▶ [Short task A]:
Count how many lines of the listing below contain the string "coordinates", with case significant. Give only the number.

▶ [Selected passage]:
MapReduce Health Checks

MapReduce Active JobTracker Health

This is a MapReduce service-level health check that checks for the presence of an active, running and healthy JobTracker. The check returns "Bad" health if the service is running and a running, active JobTracker cannot be found. In all other cases it returns the health of the running, active JobTracker. A failure of this health check may indicate stopped or unhealthy JobTracker roles, the need to issue a failover command to make some JobTracker active, or it may indicate a problem with communication between the Cloudera Manager Service Monitor and one or more JobTrackers. Check the status of the MapReduce service's JobTracker roles and look in the Cloudera Manager Service Monitor's log files for more information when this check fails. This test can be enabled or disabled using the JobTracker Role Health Check MapReduce service-wide monitoring setting. In addition, the Active JobTracker Detection Window can be used to adjust the amount of time that the Cloudera Manager Service Monitor has to detect the active MapReduce JobTracker before this health check fails, and the JobTracker Activation Startup Tolerance can be used to adjust the amount of time around JobTracker startup that the check allows for a JobTracker to be made active.

Short Name: Active JobTracker Health

Property Name Description Template Name Default Value Unit
Active JobTracker Detection Window The tolerance window that will be used in Mapreduce service tests that depend on detection of the active JobTracker. mapreduce_active_jobtracker_detecton_window 3 MINUTES
JobTracker Activation Startup Tolerance The amount of time after JobTracker(s) start that the lack of an active JobTracker will be tolerated. This is intended to allow either the auto-failover daemon to make a JobTracker active, or a specifically issued failover command to take effect. mapreduce_jobtracker_activation_startup_tolerance 180 SECONDS
JobTracker Role Health Check When computing the overall MapReduce cluster health, consider the JobTracker's health mapreduce_jobtracker_health_enabled true no unit

MapReduce Job Failure Ratio

This is a MapReduce service-level health check that checks that no more than some percentage of recently completed jobs have failed. A failure of this health check may indicate problems with the MapReduce service or with the failing jobs. Check the status of the MapReduce service for more details. This test can be configured using the Job Failure Ratio Thresholds, Job Failure Ratio Minimum Failing Jobs and Job Failure Ratio Monitoring Period MapReduce service-wide monitoring setting.

Short Name: Job Failure Ratio

Property Name Description Template Name Default Value Unit
Job Failure Ratio Minimum Failing Jobs The minimum number of jobs that must fail during the test time period before the threshold values will be checked. Until this number of jobs have failed in the test time period the health check will continue to return good health. mapreduce_job_failure_ratio_minimum_jobs 0 no unit
Job Failure Ratio Monitoring Period The time period to review when computing job failure ratio. Specified in minutes. mapreduce_job_failure_ratio_window 5 MINUTES
Job Failure Ratio Thresholds The health check thresholds of the number of recently failed jobs. Specified as a percentage of recently completed jobs. See Job Failure Ratio Monitoring Period. mapreduce_job_failure_ratio_thresholds critical:never, warning:never PERCENT

MapReduce JobTracker Health

This MapReduce service-level health check checks for the presence of a running, healthy JobTracker. The check returns "Bad" health if the service is running and the JobTracker is not running. In all other cases it returns the health of the JobTracker. A failure of this health check indicates a stopped or unhealthy JobTracker. Check the status of the JobTracker for more information. This test can be enabled or disabled using the JobTracker Role Health Check JobTracker service-wide monitoring setting.

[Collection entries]
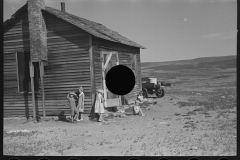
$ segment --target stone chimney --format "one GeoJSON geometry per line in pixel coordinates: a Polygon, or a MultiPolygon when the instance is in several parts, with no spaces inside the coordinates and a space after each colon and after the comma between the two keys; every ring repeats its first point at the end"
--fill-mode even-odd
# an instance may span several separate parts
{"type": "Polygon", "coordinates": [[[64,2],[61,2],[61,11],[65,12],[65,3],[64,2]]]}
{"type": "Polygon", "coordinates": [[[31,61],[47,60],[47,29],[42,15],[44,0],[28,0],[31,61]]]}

--

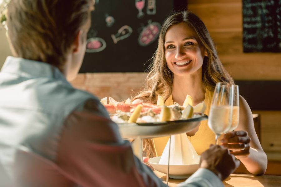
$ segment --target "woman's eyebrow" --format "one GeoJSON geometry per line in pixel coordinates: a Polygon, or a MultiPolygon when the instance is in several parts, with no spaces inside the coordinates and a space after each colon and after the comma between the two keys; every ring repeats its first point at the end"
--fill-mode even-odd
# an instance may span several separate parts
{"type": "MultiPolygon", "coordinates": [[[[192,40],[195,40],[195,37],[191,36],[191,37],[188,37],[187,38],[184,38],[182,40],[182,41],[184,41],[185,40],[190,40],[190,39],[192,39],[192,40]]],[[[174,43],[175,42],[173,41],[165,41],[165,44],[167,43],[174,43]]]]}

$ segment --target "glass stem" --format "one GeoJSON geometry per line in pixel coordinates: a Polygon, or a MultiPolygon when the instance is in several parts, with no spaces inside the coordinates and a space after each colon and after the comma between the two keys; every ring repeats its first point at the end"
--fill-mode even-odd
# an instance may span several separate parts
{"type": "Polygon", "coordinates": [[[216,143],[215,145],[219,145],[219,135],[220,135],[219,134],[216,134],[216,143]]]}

▶ [Short task B]:
According to the MapReduce health checks page, what is the default value of the JobTracker Activation Startup Tolerance?

▶ [Complete output A]:
7

▶ [Complete output B]:
180 seconds